__Instructions__
1. In the blog post "Unchurched," for about how long does the writer say they largely stopped going to church?
2. Put the lines of the records into a numbered list, starting with the line containing "Target: cloud" and going on through the end of the records, and omit any blank lines.

__Document section__
start

Saturday, January 13, 2007

Unchurched

I went to church for the third time in a month today. I'm intending to go again.

I know. I have said lots of stuff about churches that might make that a bit surprising. I am a person who has been away from churches for a long time. Unfortunately, some quite terrible things have happened in a church context, both to me and to people that I love. For that reason, and other reasons too, I largely stopped going to church for the last 15 years. I do not think that I was wrong to make that decision.

But I think that I would like to try to make my way back. I would like to try to give them another chance. A guarded, wary kind of a chance, but a chance nonetheless. Because I am trying, in a sense, to give God more of a chance.

And I'm not sure that I can just do that in a solitary way, by myself. I think community is important, even if I'm not that keen on religious institutions. And I would like to give my little boy a chance to experience some of the good things I also experienced at church. I think that I would be wrong to deprive my little son of those things because of stuff that has nothing to do with him.

end

__Dataset entries__
start

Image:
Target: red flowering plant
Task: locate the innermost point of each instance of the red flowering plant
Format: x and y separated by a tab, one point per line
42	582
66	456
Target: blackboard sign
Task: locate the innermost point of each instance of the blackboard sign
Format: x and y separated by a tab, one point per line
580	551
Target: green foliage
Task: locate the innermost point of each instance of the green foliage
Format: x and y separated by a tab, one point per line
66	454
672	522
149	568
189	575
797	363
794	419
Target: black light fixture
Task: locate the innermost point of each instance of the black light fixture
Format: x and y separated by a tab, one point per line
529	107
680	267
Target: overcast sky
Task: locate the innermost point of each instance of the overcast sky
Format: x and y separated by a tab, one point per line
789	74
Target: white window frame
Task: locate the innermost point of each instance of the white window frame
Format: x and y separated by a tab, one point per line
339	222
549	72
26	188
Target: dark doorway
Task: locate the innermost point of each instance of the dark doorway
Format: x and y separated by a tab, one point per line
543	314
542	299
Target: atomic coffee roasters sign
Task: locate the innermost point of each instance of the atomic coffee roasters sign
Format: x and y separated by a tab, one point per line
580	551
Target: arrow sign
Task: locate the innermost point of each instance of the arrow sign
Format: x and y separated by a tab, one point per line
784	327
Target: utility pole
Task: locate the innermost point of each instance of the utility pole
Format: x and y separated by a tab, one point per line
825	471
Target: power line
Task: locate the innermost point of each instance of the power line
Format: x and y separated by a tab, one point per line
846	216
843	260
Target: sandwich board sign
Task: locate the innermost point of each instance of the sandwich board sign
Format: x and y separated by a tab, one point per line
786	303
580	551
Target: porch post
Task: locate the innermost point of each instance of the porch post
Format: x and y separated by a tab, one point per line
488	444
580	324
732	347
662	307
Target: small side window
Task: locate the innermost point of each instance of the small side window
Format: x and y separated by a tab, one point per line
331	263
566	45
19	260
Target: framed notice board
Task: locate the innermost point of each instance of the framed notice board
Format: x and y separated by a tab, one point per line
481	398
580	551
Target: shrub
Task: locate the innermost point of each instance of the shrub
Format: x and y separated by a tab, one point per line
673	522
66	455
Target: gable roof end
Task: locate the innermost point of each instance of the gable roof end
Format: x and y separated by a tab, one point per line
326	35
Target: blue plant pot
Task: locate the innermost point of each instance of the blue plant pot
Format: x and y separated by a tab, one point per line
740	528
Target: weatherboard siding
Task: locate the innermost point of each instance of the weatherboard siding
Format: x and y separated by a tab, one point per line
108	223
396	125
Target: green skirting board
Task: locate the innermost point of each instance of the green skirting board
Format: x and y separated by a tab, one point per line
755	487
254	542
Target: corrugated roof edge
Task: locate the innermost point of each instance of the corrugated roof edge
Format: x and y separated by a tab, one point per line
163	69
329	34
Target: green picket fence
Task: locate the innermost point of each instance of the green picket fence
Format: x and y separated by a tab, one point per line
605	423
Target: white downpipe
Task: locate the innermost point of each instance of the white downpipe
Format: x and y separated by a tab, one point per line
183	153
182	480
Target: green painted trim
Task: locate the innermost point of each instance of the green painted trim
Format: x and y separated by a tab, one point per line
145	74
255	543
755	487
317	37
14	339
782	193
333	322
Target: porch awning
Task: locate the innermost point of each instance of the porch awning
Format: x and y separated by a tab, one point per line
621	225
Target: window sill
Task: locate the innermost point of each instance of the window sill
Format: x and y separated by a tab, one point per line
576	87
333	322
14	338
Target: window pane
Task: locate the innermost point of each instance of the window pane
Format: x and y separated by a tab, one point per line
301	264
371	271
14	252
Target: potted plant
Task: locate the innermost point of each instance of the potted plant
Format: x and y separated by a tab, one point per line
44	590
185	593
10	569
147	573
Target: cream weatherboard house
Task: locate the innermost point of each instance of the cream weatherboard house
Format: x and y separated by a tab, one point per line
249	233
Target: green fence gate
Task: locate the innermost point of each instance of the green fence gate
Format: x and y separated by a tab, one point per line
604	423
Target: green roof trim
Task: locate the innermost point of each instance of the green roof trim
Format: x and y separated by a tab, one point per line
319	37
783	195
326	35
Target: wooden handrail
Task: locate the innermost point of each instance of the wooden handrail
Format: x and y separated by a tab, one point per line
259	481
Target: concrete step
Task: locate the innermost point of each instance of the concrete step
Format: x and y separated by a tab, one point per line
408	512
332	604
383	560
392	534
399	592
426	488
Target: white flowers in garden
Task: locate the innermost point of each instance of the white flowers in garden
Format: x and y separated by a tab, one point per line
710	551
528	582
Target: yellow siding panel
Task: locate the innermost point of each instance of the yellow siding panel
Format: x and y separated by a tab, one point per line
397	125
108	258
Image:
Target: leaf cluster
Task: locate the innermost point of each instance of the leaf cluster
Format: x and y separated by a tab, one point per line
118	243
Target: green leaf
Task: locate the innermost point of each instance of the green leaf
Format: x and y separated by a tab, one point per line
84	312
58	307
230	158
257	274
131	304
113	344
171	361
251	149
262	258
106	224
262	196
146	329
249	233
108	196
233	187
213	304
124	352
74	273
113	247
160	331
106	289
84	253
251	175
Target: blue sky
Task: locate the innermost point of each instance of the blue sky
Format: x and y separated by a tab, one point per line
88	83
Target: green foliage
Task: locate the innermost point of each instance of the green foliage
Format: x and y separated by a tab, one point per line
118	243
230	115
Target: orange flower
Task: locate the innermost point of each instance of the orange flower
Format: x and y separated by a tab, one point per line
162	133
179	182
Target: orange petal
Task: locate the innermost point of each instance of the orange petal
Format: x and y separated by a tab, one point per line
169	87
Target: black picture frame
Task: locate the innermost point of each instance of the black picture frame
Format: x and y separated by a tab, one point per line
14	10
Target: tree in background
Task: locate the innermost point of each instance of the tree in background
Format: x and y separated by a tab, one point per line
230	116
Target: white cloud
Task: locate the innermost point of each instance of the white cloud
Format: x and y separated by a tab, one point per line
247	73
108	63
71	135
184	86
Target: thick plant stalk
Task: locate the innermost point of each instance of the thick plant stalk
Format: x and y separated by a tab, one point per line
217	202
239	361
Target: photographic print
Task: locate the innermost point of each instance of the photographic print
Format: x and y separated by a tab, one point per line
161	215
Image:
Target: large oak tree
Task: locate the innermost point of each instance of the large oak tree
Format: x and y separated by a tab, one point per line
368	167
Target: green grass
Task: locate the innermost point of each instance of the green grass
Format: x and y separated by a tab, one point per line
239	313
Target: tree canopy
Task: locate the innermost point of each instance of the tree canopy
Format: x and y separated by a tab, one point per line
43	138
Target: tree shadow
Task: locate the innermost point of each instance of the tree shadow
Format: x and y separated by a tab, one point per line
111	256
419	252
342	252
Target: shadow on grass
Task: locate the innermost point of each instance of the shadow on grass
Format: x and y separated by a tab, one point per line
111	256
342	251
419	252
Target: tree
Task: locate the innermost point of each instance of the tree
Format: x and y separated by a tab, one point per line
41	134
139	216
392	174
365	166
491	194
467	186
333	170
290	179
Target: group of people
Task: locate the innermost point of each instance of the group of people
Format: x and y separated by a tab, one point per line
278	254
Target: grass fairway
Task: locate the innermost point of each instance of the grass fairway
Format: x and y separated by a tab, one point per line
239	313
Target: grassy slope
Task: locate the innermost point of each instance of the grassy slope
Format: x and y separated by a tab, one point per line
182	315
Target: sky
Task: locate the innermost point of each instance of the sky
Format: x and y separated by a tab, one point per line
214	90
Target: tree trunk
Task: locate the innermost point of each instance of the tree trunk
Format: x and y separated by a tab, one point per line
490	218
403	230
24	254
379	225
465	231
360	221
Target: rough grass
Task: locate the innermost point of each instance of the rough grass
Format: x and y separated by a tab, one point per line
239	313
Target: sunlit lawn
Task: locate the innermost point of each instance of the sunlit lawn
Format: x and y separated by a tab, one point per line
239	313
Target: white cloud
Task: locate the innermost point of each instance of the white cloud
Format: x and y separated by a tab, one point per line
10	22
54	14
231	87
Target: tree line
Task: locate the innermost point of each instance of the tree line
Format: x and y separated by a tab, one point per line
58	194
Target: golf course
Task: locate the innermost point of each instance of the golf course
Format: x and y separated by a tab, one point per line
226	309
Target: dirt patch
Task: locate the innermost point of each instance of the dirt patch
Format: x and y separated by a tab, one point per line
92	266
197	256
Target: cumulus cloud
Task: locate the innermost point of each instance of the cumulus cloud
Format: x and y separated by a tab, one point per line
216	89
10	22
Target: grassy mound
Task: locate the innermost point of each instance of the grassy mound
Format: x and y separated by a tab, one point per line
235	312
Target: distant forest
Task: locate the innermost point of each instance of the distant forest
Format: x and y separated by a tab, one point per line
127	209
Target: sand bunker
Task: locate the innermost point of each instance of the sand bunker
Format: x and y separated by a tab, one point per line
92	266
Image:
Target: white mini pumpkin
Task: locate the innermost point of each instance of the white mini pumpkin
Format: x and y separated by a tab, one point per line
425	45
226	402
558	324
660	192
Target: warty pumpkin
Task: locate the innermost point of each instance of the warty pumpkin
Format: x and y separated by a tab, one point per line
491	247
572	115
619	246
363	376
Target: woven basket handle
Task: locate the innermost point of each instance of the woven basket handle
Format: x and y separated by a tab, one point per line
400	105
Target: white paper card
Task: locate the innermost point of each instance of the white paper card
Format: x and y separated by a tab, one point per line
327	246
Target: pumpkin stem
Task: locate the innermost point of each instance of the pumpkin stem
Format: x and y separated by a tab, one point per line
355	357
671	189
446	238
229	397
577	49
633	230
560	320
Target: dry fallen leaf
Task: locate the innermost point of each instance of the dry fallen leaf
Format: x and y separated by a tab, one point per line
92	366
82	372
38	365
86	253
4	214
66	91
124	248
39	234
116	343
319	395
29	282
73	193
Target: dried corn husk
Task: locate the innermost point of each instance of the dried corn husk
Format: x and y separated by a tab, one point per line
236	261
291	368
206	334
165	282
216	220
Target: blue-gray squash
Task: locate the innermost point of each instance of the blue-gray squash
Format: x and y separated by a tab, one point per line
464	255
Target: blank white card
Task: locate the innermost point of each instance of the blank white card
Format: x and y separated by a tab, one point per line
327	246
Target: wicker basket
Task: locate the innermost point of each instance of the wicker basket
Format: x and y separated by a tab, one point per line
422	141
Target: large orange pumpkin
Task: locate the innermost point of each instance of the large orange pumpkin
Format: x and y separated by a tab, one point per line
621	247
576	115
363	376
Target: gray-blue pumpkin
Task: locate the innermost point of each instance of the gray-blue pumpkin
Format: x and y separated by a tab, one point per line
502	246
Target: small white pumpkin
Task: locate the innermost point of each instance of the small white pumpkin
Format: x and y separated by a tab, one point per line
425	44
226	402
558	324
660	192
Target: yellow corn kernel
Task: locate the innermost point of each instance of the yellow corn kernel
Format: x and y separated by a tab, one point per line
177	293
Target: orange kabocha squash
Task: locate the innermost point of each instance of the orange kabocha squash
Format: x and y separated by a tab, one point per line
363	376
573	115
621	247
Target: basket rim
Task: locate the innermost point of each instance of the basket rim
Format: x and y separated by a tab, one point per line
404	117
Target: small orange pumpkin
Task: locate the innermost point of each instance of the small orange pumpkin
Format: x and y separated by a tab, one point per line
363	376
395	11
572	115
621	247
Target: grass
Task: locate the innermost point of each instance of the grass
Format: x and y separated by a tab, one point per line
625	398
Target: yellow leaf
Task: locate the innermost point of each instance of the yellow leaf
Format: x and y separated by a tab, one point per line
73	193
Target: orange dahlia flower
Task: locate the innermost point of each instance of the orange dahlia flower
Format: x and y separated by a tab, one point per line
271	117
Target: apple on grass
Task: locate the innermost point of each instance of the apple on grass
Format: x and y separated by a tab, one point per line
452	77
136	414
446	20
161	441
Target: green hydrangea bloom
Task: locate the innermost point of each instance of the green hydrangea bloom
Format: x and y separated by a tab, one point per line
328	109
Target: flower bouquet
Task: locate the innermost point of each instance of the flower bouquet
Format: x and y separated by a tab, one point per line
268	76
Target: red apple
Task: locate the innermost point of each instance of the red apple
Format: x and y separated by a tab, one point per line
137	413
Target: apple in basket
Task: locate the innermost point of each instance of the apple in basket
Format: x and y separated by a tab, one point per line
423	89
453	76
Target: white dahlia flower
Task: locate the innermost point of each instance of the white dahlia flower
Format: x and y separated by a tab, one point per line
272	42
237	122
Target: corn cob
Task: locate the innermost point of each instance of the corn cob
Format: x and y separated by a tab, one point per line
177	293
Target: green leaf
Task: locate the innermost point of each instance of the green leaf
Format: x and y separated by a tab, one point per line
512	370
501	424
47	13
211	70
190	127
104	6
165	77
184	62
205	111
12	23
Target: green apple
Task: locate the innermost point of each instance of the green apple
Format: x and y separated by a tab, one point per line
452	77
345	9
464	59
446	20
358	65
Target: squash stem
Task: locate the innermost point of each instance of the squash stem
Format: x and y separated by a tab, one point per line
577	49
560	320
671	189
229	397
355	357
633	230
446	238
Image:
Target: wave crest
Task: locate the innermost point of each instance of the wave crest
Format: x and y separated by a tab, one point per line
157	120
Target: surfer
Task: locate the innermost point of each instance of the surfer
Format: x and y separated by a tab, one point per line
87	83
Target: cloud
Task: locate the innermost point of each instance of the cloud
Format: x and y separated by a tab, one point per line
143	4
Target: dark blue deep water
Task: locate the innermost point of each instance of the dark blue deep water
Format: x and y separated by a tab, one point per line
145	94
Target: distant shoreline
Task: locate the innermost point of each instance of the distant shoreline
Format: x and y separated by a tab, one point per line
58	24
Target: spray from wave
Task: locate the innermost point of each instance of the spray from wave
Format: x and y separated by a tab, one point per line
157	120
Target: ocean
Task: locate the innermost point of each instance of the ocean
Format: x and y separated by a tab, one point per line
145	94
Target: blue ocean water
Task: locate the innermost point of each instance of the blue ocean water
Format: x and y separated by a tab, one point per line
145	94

end

__Answers for the tasks__
1. For the last 15 years.

2.
1. Target: cloud
2. Task: locate the innermost point of each instance of the cloud
3. Format: x and y separated by a tab, one point per line
4. 143	4
5. Target: dark blue deep water
6. Task: locate the innermost point of each instance of the dark blue deep water
7. Format: x and y separated by a tab, one point per line
8. 145	94
9. Target: distant shoreline
10. Task: locate the innermost point of each instance of the distant shoreline
11. Format: x and y separated by a tab, one point per line
12. 58	24
13. Target: spray from wave
14. Task: locate the innermost point of each instance of the spray from wave
15. Format: x and y separated by a tab, one point per line
16. 157	120
17. Target: ocean
18. Task: locate the innermost point of each instance of the ocean
19. Format: x and y separated by a tab, one point per line
20. 145	94
21. Target: blue ocean water
22. Task: locate the innermost point of each instance of the blue ocean water
23. Format: x and y separated by a tab, one point per line
24. 145	94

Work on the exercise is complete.